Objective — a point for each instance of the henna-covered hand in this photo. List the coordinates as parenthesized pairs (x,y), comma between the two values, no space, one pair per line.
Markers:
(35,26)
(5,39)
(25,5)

- WHAT IS NEEDED
All of the data is to be written out again, word for word.

- ANSWER AREA
Objective — a point for each instance of the henna-covered hand in this photo. List the coordinates as parenthesized pairs (x,y), comma between the two values, no space, one pair per line.
Markers:
(35,26)
(5,39)
(25,5)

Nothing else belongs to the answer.